__EXERCISE INSTRUCTIONS__: Print verbatim every line starting at the one that contains "Task: locate the car grille" and ending at the final line of the records; include both endpoints.

Region pointing data

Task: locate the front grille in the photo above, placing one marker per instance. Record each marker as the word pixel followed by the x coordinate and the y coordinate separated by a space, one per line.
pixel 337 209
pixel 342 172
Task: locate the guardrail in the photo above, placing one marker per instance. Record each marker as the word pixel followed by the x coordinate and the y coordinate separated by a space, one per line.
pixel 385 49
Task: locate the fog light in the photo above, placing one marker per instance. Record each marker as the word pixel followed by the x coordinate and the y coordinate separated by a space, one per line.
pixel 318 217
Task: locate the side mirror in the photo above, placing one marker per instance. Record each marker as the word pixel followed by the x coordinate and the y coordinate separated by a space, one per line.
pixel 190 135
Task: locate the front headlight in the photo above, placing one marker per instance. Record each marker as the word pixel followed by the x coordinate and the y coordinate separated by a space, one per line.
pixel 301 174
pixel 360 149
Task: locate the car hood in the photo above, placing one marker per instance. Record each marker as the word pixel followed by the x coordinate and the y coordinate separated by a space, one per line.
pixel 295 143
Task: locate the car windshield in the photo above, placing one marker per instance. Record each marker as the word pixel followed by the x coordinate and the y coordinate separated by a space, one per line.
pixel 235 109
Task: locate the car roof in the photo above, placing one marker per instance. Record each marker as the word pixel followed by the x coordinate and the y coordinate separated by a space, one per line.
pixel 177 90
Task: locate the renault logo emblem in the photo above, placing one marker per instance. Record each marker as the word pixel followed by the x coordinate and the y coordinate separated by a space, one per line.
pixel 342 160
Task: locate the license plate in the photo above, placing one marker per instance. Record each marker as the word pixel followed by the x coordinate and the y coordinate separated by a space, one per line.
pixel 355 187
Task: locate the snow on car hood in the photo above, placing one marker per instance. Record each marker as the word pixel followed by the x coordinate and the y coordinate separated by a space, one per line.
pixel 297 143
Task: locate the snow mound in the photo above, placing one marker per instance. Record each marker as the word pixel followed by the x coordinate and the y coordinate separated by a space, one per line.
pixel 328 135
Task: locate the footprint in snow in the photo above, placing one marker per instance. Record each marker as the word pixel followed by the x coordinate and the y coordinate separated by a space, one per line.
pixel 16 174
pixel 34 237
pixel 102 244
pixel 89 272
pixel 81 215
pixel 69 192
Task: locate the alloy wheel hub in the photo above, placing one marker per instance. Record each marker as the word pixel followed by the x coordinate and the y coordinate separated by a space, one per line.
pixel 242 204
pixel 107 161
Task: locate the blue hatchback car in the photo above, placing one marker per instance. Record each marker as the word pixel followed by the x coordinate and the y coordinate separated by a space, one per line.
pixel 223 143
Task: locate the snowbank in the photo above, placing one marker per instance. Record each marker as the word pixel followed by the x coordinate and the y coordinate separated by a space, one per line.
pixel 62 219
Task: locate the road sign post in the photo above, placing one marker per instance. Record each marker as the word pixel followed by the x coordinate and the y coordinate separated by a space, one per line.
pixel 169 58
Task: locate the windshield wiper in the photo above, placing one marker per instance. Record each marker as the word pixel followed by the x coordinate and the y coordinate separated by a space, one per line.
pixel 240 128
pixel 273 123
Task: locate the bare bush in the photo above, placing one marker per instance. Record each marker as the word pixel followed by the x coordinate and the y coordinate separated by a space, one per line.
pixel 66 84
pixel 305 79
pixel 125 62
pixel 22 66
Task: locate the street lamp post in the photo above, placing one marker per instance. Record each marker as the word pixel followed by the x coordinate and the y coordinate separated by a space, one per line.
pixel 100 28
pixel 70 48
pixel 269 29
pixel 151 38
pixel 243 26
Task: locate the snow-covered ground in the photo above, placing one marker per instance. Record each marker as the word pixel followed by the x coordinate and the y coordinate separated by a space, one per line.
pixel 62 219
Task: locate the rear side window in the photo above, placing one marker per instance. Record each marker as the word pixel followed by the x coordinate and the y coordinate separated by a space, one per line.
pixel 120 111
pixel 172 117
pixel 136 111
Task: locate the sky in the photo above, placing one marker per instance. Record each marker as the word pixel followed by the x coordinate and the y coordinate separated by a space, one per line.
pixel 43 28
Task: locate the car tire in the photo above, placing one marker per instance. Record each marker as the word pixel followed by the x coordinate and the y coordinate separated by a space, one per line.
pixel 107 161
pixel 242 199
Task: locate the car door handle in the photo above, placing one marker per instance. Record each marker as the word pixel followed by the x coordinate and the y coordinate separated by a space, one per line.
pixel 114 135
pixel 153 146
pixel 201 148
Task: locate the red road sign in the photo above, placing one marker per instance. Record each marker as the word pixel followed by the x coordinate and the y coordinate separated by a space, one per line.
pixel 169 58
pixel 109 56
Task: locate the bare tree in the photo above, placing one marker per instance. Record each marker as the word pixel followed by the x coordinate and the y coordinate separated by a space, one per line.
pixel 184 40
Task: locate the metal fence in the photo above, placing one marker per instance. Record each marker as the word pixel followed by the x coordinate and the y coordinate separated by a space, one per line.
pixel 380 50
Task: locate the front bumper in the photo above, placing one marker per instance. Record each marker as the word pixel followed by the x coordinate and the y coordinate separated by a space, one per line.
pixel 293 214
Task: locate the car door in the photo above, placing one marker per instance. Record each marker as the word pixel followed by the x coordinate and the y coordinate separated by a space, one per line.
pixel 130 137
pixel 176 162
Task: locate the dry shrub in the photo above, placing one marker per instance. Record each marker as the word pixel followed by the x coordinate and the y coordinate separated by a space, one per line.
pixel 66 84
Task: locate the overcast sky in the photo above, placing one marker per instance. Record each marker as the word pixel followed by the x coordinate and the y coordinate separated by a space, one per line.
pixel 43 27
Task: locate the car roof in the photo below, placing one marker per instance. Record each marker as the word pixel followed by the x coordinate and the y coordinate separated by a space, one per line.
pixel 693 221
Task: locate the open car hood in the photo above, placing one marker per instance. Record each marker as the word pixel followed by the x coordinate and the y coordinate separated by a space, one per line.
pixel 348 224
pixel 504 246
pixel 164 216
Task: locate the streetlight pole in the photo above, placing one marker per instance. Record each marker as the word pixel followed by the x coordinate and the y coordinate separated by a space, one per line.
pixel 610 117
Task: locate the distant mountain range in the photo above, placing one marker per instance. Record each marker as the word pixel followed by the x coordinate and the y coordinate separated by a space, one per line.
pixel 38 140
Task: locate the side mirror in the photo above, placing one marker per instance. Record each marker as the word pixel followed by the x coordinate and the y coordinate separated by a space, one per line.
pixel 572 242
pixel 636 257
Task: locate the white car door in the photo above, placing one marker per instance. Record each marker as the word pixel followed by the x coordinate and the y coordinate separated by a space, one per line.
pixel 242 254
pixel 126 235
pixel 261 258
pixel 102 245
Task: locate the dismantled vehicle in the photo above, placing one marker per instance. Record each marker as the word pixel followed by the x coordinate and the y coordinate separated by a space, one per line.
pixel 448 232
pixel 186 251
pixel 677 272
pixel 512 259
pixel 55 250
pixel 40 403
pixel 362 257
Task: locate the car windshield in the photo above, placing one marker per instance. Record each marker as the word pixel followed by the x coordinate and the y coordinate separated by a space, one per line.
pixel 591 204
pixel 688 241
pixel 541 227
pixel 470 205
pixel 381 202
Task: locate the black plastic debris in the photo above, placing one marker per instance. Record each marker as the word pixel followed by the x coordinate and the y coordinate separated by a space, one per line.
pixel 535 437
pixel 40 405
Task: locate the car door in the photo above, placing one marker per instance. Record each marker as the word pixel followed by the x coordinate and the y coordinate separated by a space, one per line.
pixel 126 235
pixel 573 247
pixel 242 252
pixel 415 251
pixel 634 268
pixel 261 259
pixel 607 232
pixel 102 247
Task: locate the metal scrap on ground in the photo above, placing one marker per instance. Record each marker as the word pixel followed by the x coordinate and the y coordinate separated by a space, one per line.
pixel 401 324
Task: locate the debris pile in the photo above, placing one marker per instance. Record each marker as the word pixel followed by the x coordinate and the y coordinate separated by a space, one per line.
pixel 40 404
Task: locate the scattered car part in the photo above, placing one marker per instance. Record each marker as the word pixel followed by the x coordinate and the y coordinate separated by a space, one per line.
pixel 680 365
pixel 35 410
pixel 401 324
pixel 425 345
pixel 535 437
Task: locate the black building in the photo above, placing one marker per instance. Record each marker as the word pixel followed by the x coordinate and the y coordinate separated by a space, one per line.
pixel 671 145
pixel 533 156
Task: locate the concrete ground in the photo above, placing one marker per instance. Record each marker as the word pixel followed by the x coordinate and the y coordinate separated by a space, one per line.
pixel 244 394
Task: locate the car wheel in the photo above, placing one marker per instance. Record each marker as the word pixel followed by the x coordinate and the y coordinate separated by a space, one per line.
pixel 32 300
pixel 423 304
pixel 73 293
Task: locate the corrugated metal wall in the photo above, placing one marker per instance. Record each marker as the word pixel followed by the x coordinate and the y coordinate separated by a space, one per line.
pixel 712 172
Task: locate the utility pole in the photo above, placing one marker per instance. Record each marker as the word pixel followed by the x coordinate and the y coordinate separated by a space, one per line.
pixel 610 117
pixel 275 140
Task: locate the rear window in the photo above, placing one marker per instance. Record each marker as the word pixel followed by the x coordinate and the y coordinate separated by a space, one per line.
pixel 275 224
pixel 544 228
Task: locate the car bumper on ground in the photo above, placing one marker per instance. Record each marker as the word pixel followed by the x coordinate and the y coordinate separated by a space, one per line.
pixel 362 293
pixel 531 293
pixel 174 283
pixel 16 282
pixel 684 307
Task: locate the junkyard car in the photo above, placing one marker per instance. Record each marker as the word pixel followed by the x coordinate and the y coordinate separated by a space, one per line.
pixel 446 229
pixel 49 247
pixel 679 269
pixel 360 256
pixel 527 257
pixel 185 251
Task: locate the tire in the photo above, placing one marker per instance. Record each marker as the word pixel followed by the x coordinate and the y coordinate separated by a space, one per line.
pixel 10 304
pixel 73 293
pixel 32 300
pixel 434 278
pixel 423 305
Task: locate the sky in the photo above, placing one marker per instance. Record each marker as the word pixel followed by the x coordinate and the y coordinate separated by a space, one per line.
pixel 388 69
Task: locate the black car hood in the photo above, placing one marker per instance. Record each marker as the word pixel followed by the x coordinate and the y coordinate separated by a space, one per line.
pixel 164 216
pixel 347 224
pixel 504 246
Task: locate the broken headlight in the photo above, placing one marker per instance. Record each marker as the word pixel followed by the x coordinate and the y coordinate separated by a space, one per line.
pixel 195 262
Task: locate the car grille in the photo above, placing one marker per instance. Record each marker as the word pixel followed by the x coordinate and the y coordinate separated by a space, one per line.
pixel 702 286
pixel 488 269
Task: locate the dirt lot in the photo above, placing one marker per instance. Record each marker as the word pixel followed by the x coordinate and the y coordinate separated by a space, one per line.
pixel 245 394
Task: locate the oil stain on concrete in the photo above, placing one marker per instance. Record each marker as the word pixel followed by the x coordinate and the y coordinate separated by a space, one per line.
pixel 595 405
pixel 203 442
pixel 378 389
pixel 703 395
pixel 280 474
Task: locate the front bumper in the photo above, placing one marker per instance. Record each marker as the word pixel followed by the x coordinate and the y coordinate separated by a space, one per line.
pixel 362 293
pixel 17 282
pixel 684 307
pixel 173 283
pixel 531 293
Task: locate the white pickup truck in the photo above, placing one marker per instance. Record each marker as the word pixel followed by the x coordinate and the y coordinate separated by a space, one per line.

__WRITTEN RESPONSE__:
Task: locate the car grille in the photo above, placing one marker per instance. Record each marker as the word pixel followed by the x coordinate and the y coordinate separated by a space, one per line.
pixel 702 286
pixel 488 269
Task: locate the dirt lot in the photo above, placing one marker per instance. Record each marker as the word pixel followed by the x coordinate and the y coordinate separated by a space, one per line.
pixel 245 394
Task: locate the oil stain on concrete in the photo above, placing one marker per instance. Record each marker as the word pixel followed by the x coordinate and the y coordinate separated by a space, one per line.
pixel 595 405
pixel 203 442
pixel 378 389
pixel 703 395
pixel 280 474
Task: locate the front bumper in the photo above, placing one marker per instance. Record each marker as the word pixel followed by the x coordinate and the y coordinate separated by a space, one per line.
pixel 362 293
pixel 17 282
pixel 684 307
pixel 173 283
pixel 531 293
Task: locate the white pickup truck in the photo above, placing one marker per instance. Record each marker as the word pixel followed by the x coordinate and the y coordinate separated by a space, one per line.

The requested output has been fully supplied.